• _Activity A_:
Check each statement against the post on postmodern conversations. For each, answer yes or no and quote the words of the post that decide it. (i) Catherine Blythe recommends about four minutes before cutting off a conversation. (ii) Dick Cavett said "My compliments to the ocean" in a restaurant. (iii) Blythe likens a good conversation to a game of chess.
• _Activity B_:
In the post on postmodern conversations, who is thanked for the sign "Slippery When Wet"?
• _Activity C_:
Resume the post on postmodern conversations after its final sentence.
----- Selected text
PoMo ConVo

PoSt MoDeRn CoNvERsaTiOnS

WHAT WE TALK ABOUT WHEN WE TALK ABOUT WHAT WE TALK ABOUT LIKE WE NEVER TALKED ABOUT IT BEFORE

 

sketch by Flash Rosenberg
sketch by Flash Rosenberg

My compliments to the ocean.

Dick Cavett in a restaurant after being served a nice piece of fish.

 

A good folk journalist makes for a good emcee. Like Mr. Cavett, bringing the table together. A Master of Ceremonies. Bring on the Fun Conversations. That’s me!

How does one speak MC ?

Here’s one thing to try: Offer remarks that bring the most amount of people together at one time:

“Well, it looks like introductions are in order!”

“Did you make that yourself?”

“What’s your sign?” (Mine is Slippery When Wet. Thanks to Wavy Gravy for this.)

 

From “Twentieth Century Etiquette, An Up-To-Date Book For Polite Society” by Annie Randall White

So are you ready to emcee yourself?

[See QUICK OPENERS, DECEMBER 7 2015 for Paul Sills’ advice: “Encourage the laggards.”]

Expert Catherine Blythe suggests in her book The Art of Conversation aiming for about four minutes before cutoff. No longer than that. Keep that convo moving, “like a good game of Frisbee.” Otherwise, she says, it becomes boring — I mean, people and their freakin’ monologues, right?

http://www.amazon.com/The-Art-Conversation-Neglected-Pleasure/dp/1592404979

Q: What is having to listen to somebody talk for fifty minutes and not getting paid?

A: The opposite of therapy!

How does a folk journalist avoid that happening?

A lot of people get into conversations just to let you know who they are. They have no interest in you. (Hard to believe, right?) So why bother listening to them playing the same tape made-to-impress? And how to get an edge in word-wise and actually have conversations with people who talk a lot?
----------
----- Supplied information
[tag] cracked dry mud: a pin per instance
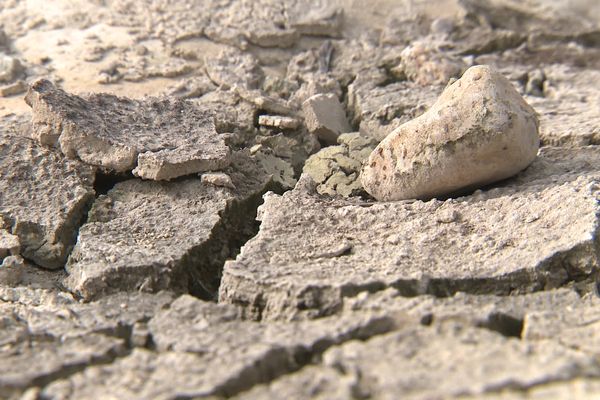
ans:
(182, 213)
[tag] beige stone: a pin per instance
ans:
(325, 117)
(479, 131)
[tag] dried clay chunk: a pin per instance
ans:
(157, 138)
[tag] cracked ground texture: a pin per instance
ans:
(270, 273)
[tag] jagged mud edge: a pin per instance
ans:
(31, 235)
(281, 361)
(199, 270)
(270, 301)
(237, 225)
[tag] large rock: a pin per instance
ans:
(43, 199)
(479, 131)
(536, 231)
(442, 361)
(158, 139)
(148, 236)
(203, 350)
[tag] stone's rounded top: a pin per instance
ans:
(40, 86)
(479, 131)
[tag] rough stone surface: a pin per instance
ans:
(150, 236)
(479, 131)
(336, 169)
(325, 117)
(43, 198)
(436, 294)
(10, 68)
(158, 139)
(303, 264)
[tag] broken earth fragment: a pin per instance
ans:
(11, 270)
(336, 169)
(218, 179)
(43, 199)
(157, 138)
(479, 131)
(325, 117)
(149, 236)
(277, 121)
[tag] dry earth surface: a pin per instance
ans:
(249, 262)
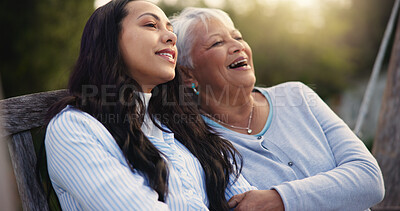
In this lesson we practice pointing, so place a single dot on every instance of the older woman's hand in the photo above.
(257, 200)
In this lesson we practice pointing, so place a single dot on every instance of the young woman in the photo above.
(116, 143)
(295, 148)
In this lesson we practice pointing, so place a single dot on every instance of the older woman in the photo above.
(295, 147)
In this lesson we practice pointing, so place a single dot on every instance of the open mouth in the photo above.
(166, 54)
(241, 62)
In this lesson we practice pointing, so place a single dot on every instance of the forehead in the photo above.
(137, 8)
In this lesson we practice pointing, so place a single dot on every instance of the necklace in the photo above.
(233, 126)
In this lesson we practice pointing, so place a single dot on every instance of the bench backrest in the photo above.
(19, 116)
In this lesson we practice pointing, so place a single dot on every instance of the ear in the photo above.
(187, 76)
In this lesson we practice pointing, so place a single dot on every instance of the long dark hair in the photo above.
(100, 86)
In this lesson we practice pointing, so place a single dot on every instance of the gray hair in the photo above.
(184, 24)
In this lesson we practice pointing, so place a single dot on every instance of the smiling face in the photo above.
(147, 44)
(221, 58)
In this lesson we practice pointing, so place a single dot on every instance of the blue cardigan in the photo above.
(308, 154)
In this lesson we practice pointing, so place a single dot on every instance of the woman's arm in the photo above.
(86, 165)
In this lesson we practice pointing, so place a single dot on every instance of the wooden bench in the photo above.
(19, 116)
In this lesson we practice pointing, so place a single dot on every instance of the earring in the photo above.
(194, 89)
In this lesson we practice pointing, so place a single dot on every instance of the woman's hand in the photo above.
(257, 200)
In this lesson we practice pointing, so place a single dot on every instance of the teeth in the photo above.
(167, 54)
(234, 64)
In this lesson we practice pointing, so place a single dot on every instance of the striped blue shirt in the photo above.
(89, 172)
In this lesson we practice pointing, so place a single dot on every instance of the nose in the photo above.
(236, 46)
(169, 37)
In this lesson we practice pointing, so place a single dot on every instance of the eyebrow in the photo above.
(154, 16)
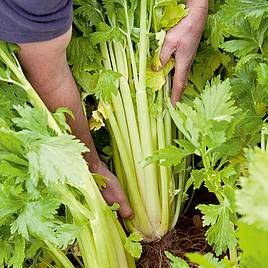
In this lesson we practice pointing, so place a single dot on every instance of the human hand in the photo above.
(183, 41)
(113, 193)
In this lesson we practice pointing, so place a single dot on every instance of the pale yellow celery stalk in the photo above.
(152, 202)
(164, 174)
(140, 222)
(110, 64)
(101, 216)
(130, 117)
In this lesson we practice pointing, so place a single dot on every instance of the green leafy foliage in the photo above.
(106, 85)
(221, 234)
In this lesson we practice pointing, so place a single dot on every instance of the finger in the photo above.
(166, 52)
(182, 68)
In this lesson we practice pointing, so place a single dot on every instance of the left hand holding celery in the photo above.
(183, 40)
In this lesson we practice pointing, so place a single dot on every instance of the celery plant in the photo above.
(121, 40)
(47, 162)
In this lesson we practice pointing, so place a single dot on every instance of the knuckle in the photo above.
(170, 40)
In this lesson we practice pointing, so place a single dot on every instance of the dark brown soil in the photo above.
(188, 236)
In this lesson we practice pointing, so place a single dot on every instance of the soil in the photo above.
(188, 236)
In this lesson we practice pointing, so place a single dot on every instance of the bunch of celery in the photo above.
(41, 167)
(121, 41)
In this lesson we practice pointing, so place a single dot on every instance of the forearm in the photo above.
(197, 4)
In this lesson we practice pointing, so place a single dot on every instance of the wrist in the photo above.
(197, 4)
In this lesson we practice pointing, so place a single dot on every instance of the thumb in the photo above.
(166, 52)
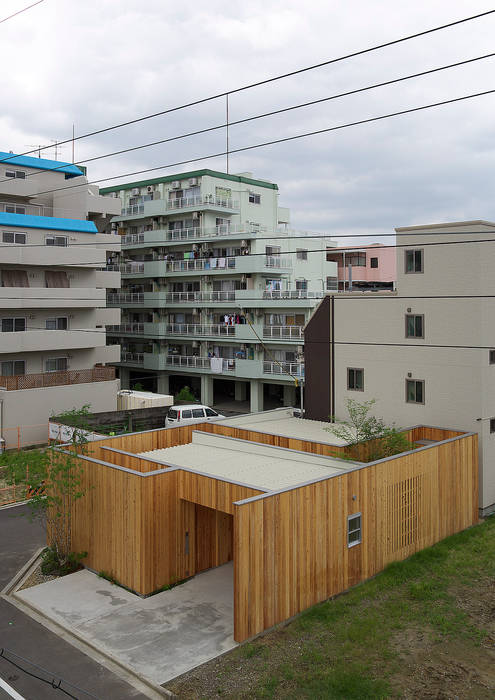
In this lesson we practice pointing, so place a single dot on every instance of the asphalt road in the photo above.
(19, 540)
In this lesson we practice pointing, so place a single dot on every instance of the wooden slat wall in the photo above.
(290, 549)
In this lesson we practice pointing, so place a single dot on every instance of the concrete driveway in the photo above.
(160, 637)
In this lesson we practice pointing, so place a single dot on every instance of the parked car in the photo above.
(190, 413)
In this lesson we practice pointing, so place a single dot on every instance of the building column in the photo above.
(289, 395)
(124, 376)
(162, 383)
(206, 390)
(240, 391)
(256, 396)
----------
• _Task output A_:
(i) Yes: "Expert Catherine Blythe suggests in her book The Art of Conversation aiming for about four minutes before cutoff."
(ii) Yes: "Dick Cavett in a restaurant after being served a nice piece of fish."
(iii) No: "Keep that convo moving, “like a good game of Frisbee.”"

• _Task output B_:
Wavy Gravy.

• _Task output C_:
Folk journalists know that wrangling the ego of such a talker takes semi-masterful talk techniqueing. So here’s how to enjoy listening to them, even as they go on and on ad infinitum.

The growing field of Ethnomonology* is here. Finally!

Taught online usually, for profit, and soon to be a major growth industry, ETM teaches that humanity’s monologues may actually teach us about said person rattling saying along. There’s the guy who narrates his lives as he goes through it. Often you see him with ear buds and a phone, describing what corner he’s approaching (BEING HERE THEN!). He often uses Elmore Leonard’s “marijuana tense”** which author Martin Amis describes as dialogue using a present participle that creates a hazy sort of meandering now: “Bobby saying,” and then the dialogue follows.

If this seems difficult to handle, don’t despair. Think this is hard — try living in Papua, New Guinea; at least one tribe there speaks in 17 different tenses.

Languages of Papua: http://www.ethnologue.com/country/PG/languages

 

Say Whaaa?
LBJ giving me an earful

 

“You get my drift?”

– I’m following your smoke.

Still however, you may find yourself learning very little by listening. Nothing, maybe?

When walking with such individually-linked to themselves lingua leaders, remember this: Out amongst his own self, desiring nothing more than to be marveled at/gazed upon, heard in all his incredible incrudibleness, which he believes after all to be the next evolutionary stage of a human being — doubtful: By observing you may still pick up a lot of visual information to enjoy and/or play with.

Or as Yogi Bear once put it: Heyyy Boo Boo, from this viewpoint we can get a better outlook! (Or was that Yogi Berra?)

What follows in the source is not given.